Instructions to follow. Number of lines below with the word "rider": give it and nothing more.

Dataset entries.
---

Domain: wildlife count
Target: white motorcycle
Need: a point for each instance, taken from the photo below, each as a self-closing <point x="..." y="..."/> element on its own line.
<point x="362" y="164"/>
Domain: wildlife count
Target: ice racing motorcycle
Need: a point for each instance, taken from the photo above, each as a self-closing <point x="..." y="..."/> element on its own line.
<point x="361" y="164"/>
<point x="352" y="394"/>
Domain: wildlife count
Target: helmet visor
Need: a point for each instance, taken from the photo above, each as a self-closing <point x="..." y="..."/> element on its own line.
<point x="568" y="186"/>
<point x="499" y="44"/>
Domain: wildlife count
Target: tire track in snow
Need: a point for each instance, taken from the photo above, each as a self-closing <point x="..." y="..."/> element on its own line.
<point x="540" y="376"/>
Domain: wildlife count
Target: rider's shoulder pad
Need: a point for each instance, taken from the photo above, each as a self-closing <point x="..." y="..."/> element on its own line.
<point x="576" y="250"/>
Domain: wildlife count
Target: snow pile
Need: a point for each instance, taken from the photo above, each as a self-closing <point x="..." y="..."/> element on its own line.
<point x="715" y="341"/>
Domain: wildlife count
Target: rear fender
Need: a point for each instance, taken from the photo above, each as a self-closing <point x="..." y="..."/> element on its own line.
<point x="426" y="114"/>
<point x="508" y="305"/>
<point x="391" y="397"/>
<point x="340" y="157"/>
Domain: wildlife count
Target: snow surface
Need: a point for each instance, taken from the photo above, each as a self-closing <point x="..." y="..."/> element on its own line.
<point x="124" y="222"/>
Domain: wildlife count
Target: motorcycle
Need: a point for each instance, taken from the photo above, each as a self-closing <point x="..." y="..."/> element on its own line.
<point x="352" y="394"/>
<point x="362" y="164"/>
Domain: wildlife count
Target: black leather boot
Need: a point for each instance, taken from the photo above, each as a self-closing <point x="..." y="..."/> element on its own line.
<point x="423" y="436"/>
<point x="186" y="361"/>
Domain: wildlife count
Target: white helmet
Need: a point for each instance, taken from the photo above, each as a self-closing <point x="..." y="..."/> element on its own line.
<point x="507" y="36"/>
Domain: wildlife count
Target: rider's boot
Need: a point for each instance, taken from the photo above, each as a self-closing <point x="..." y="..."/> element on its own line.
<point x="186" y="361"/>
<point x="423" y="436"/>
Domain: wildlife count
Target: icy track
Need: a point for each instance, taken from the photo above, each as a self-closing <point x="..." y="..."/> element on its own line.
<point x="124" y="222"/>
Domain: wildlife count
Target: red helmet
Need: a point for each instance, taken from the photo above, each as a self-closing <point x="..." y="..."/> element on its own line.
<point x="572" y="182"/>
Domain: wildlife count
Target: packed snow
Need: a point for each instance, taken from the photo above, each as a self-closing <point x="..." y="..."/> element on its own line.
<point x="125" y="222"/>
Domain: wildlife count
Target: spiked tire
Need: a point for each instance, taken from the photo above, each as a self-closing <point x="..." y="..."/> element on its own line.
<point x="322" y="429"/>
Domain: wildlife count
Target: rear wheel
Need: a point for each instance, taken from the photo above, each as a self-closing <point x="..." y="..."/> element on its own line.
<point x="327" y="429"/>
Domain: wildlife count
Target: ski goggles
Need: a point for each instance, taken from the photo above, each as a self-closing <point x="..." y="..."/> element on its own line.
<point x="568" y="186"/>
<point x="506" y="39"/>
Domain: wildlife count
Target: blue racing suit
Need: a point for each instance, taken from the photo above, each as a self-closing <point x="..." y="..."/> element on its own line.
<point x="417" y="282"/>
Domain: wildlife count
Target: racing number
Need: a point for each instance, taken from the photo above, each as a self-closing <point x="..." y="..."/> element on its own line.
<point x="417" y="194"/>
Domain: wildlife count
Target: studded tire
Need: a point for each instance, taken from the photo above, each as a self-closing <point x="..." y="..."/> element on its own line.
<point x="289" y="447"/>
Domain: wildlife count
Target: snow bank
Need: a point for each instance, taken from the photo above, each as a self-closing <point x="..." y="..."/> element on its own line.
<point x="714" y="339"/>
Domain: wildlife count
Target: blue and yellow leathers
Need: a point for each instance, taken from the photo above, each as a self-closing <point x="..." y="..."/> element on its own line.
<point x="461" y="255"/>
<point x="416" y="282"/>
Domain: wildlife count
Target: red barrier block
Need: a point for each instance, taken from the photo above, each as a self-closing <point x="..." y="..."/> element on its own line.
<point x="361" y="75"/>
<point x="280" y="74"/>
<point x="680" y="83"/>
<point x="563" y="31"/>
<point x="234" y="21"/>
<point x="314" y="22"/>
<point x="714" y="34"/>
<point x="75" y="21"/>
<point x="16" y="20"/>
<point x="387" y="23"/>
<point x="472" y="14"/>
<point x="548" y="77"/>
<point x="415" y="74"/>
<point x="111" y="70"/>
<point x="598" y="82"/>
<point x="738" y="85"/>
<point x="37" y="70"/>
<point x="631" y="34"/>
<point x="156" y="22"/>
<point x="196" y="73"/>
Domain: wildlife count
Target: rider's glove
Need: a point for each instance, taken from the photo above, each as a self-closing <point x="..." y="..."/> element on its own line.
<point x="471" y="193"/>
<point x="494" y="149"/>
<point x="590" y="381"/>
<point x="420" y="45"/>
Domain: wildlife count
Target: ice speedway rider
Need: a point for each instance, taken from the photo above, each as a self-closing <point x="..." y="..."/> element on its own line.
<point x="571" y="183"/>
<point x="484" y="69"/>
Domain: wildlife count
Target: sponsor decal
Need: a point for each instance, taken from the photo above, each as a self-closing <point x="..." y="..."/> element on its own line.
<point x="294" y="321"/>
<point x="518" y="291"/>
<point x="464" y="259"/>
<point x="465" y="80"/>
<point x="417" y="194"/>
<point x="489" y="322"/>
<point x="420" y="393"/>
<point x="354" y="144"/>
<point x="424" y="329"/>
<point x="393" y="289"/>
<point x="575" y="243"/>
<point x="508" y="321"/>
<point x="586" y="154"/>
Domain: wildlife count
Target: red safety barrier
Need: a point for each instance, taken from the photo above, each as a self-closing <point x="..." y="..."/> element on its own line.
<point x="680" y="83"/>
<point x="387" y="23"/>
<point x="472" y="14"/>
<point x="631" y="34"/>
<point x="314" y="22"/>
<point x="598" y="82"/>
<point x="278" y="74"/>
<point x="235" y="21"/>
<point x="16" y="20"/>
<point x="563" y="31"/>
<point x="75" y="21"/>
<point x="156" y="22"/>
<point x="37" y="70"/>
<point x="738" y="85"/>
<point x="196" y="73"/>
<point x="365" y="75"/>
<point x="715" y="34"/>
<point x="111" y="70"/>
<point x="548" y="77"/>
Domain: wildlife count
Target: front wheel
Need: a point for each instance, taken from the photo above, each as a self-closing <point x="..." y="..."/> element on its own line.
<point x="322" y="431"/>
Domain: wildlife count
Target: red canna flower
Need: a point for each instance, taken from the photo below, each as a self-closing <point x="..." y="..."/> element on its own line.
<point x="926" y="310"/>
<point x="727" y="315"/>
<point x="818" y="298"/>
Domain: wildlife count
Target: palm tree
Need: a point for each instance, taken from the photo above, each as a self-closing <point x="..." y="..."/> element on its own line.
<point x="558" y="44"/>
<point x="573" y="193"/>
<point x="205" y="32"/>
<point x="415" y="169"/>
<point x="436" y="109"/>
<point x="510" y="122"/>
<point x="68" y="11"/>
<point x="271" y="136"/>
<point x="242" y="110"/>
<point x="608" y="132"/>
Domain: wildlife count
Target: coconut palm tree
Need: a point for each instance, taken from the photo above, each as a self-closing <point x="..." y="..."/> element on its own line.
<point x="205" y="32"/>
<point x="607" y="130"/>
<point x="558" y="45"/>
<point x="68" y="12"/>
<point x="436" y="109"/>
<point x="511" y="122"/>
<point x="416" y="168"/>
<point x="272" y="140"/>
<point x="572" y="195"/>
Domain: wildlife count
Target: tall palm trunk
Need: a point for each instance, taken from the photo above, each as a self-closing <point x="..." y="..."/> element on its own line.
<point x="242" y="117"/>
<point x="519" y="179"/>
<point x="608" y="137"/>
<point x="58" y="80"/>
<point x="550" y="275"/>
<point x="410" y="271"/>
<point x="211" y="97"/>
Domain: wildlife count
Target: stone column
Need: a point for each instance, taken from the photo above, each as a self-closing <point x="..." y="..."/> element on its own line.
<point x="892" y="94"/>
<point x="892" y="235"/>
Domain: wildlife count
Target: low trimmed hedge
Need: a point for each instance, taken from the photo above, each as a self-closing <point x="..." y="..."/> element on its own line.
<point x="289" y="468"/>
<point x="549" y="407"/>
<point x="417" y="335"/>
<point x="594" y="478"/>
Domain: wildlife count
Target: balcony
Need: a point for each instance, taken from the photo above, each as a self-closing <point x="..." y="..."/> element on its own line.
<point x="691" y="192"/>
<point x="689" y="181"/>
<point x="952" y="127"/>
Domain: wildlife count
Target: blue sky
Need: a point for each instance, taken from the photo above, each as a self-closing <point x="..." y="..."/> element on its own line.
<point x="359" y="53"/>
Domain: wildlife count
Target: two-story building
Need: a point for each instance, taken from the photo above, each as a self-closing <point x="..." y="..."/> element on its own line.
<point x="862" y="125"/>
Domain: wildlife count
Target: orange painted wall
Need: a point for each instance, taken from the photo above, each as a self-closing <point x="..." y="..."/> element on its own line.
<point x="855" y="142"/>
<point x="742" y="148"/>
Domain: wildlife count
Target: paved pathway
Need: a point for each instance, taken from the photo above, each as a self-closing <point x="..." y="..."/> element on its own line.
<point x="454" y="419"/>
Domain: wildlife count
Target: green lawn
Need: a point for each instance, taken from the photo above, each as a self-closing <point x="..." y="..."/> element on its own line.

---

Output for this exercise. 4